**DOCUMENT EXTRACT:**
********************

The current synthetic material of choice for bone substitution is hydroxyapatite, a calcium-phosphate material with a composition resembling the inorganic part of bone. However, while cells recognize hydroxyapatite as a source of calcium and phosphorus and can incorporate it to form new bone tissue that completely replaces the bone implant, the material has poor mechanical strength and cannot be used as a substitute for load-bearing bones. Despite this limitation, a biomimetic material such as hydroxyapatite, organized in a hierarchical manner similar to that of bone, is a fascinating and promising substitute for all kinds of bone tissue in the future, according to Tampieri.
That's where rattan comes in. To acquire optimized hydroxyapatite suitable for use in bone implants, the scientists process native rattan in five steps. First, the wood is cut into pieces with the desired shapes and sizes, after which it is dried and subjected to a thermal oxygen-free treatment at 1000° to 1100°C. This process eliminates organic components, leaving a skeleton composed of pure carbon, and reproduces the complex microstructure of wood. Then, this carbon template reacts with gaseous calcium in an oxygen-free, high-temperature environment, forming calcium carbide. This material is then converted into calcium oxide by heating it at 1000°C in a combination of air and calcium carbonate in flux or under pressurized carbon dioxide. Finally, the calcium carbonate pieces are transformed into hydroxyapatite, reproducing the mineral part of bone. This last step is performed by soaking the pieces in a phosphate solution under temperature-controlled conditions so that the end material contains carbonate ions and will likely behave in vivo very much like natural bone.

********************

(Dataset entries)
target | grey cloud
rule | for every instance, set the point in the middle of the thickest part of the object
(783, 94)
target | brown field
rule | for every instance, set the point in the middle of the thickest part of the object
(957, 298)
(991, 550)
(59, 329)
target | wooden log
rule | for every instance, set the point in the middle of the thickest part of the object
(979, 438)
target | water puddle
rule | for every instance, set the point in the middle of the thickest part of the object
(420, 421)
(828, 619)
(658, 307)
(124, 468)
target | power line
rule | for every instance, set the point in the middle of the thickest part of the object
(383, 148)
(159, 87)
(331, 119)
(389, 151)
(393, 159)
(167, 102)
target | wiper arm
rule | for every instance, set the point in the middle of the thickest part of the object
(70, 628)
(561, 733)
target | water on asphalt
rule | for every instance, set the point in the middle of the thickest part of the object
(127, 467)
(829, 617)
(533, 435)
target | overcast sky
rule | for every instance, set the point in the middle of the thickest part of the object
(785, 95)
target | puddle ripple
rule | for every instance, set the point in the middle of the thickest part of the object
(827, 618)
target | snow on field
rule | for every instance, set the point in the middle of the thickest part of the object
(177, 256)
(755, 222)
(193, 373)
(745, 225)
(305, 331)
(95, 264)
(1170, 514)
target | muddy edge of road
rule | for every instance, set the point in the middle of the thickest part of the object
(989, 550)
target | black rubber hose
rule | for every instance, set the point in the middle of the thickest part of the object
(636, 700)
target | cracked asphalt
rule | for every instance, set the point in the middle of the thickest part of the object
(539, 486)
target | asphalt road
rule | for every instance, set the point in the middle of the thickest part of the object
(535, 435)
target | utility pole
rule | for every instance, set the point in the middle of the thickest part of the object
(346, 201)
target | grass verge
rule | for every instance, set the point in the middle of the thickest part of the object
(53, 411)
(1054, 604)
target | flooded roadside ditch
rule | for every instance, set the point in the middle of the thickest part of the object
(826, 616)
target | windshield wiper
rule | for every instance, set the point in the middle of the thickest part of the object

********************

**EXERCISE:**
Retype the passage above on turning rattan into hydroxyapatite for bone implants, word for word and in full.

**ANSWER SPACE:**
The current synthetic material of choice for bone substitution is hydroxyapatite, a calcium-phosphate material with a composition resembling the inorganic part of bone. However, while cells recognize hydroxyapatite as a source of calcium and phosphorus and can incorporate it to form new bone tissue that completely replaces the bone implant, the material has poor mechanical strength and cannot be used as a substitute for load-bearing bones. Despite this limitation, a biomimetic material such as hydroxyapatite, organized in a hierarchical manner similar to that of bone, is a fascinating and promising substitute for all kinds of bone tissue in the future, according to Tampieri.
That's where rattan comes in. To acquire optimized hydroxyapatite suitable for use in bone implants, the scientists process native rattan in five steps. First, the wood is cut into pieces with the desired shapes and sizes, after which it is dried and subjected to a thermal oxygen-free treatment at 1000° to 1100°C. This process eliminates organic components, leaving a skeleton composed of pure carbon, and reproduces the complex microstructure of wood. Then, this carbon template reacts with gaseous calcium in an oxygen-free, high-temperature environment, forming calcium carbide. This material is then converted into calcium oxide by heating it at 1000°C in a combination of air and calcium carbonate in flux or under pressurized carbon dioxide. Finally, the calcium carbonate pieces are transformed into hydroxyapatite, reproducing the mineral part of bone. This last step is performed by soaking the pieces in a phosphate solution under temperature-controlled conditions so that the end material contains carbonate ions and will likely behave in vivo very much like natural bone.